SELECTED EXCERPT
%%
I can’t help but feel that’s a loss. But I certainly don’t want to be proven wrong by first hand experience.



This post was a pleasure to read Balb.
“without the deeper fear inspired by something that we know we may become.”
This point for me too hits home. The first, most scary movie I ever saw was “The Exorcist”. My staunch Catholic upbringing made even the thought of demonic posession absolutely horrific, even though I knew better. That notion is still more terrifying to me than anything. The thought that I might one day roam the earth aimlessly, or purposely as a punishment for having not lived life “correctly” is still in the back of mind today, despite having lost my faith in the RC Church many years ago.
I have never believed in ghosts per se, but I have had very convincing discussions with two close friends of mine who claim to have been through a scenario of their own true horror involving a “haunting” scenario, a priest, and an ancient ritual to cure it. It was a story that was more terrifying than that first experience watching “The Exorcist”. I don’t know if their story was true. For their sake, a side of me wants it to be so; for mine, I really hope they were just pulling my leg.
I like the discussion there are actual physical phenomena that trigger that ghostly reaction in us, such as the just beginning to be comprehended effects of subsonics on living beings, which leads to certain locales being accorded the label of ‘haunted’.
%%
DATASET ROWS
%%
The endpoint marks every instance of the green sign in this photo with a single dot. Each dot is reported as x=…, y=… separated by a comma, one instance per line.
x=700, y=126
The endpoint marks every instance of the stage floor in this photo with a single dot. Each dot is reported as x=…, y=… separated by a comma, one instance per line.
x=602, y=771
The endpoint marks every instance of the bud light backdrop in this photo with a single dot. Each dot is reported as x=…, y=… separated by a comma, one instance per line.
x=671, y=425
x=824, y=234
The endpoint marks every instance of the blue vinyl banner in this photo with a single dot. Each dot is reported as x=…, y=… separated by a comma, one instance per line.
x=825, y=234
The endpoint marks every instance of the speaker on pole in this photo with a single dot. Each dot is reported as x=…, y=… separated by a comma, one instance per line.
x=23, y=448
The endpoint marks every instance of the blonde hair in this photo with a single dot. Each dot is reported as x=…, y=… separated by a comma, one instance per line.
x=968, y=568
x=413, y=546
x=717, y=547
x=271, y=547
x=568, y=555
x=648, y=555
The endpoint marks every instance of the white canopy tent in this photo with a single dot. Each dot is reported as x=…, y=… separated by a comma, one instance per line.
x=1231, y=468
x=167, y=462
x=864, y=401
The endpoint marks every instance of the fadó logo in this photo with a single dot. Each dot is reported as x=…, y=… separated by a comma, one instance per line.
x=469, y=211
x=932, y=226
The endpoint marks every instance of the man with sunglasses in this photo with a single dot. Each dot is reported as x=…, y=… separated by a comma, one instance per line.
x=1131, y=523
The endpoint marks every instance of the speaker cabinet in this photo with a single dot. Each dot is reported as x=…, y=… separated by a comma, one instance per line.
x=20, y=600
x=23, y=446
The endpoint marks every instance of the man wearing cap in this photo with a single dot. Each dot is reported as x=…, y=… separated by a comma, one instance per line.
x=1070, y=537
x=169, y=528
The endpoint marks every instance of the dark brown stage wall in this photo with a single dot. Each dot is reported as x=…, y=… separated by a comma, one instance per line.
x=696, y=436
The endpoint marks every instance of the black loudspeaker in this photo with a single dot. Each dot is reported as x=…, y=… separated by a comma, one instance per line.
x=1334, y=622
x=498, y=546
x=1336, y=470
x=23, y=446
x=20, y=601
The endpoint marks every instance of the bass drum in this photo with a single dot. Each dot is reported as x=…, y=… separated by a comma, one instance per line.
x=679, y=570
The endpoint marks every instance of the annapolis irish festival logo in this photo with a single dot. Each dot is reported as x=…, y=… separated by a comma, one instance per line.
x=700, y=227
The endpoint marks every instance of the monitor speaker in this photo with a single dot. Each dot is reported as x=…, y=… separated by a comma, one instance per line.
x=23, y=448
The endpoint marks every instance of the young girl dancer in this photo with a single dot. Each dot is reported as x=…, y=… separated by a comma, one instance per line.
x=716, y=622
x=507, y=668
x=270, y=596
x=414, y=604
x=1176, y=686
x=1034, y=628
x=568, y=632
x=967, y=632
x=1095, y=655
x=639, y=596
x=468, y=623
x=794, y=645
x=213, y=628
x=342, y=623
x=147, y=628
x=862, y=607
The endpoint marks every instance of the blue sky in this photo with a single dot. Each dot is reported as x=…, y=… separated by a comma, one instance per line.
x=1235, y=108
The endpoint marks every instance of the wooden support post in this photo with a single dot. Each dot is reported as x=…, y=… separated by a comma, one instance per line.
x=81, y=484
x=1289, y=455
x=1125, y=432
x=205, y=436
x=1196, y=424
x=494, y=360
%%
WRITTEN TASK 1
According to the ghost discussion, what was the first and most frightening movie the commenter ever saw?
WRITTEN TASK 2
Write the next part of the ghost discussion, picking up after its last sentence.
The rows are material apart from the ghost discussion.

RESPONSE 1
"The Exorcist"

RESPONSE 2
What intrigues me are the folks working with the acoustics in ritual barrows in England (as seen on History channel), which seems to indicate the pre-Christians at least, might have had an intuitive understanding of the engineering involved to deliberately incite such altered state reactions in people, bolstering the concept of being visited by spirits and deities
Whether they did it as early snake oil sales, or truly thought they were tapping into the divine energies, that’s the question. Humans are very susceptible to ‘thrilling’ ourselves that way.
Even you, balbulican, with your ghost story, although it was just a story, didn’t it incite a thrill in the others you informed? Or even yourself? I think the interesting and awful part is realizing the lizard fear rush innately exists in all of us and needs mere communicated imagery to trigger it, let alone subsonics.
Manipulating that rush has been used for a long, long time and is still going strong. Ghosts have merely been replaced by monsters/demons in our midst (like the ghostbuster spirits). Just ask the evangelicals on all sides. Their ghost stories are heavily fertilized by the angle.